__Exercise requirements__: Convert the lines from the one containing "above for wooden" through the one containing "[331,87,346,217]", both included, into a Markdown table with the columns Row and Line, skipping any blank lines.

__Listing__:
---*---

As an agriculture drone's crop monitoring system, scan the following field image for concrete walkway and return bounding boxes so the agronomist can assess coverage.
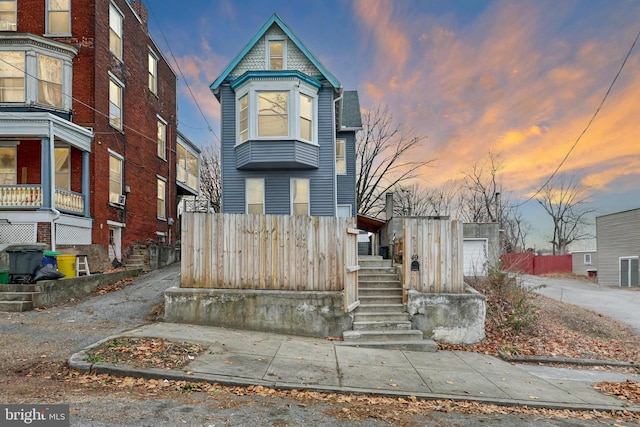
[69,323,640,412]
[522,275,640,335]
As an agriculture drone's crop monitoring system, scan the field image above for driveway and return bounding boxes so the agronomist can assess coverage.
[522,275,640,335]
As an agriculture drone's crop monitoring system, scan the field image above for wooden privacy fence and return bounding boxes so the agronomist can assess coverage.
[181,212,358,294]
[402,218,464,293]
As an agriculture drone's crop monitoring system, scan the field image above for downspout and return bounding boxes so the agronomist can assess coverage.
[49,121,60,251]
[331,87,346,217]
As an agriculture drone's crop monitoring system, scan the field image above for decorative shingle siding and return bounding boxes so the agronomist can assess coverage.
[596,209,640,286]
[336,131,356,215]
[229,25,321,77]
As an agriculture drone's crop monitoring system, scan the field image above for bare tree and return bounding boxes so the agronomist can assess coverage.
[536,176,594,255]
[459,152,531,253]
[200,143,222,212]
[393,181,457,216]
[356,107,432,216]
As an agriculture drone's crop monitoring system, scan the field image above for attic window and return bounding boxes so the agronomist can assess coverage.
[267,39,287,70]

---*---

__Exercise response__:
| Row | Line |
|---|---|
| 1 | As an agriculture drone's crop monitoring system, scan the field image above for wooden privacy fence and return bounding boxes so the agronomist can assess coverage. |
| 2 | [181,212,358,294] |
| 3 | [402,218,464,293] |
| 4 | As an agriculture drone's crop monitoring system, scan the field image above for downspout and return bounding boxes so the agronomist can assess coverage. |
| 5 | [49,121,60,251] |
| 6 | [331,87,346,217] |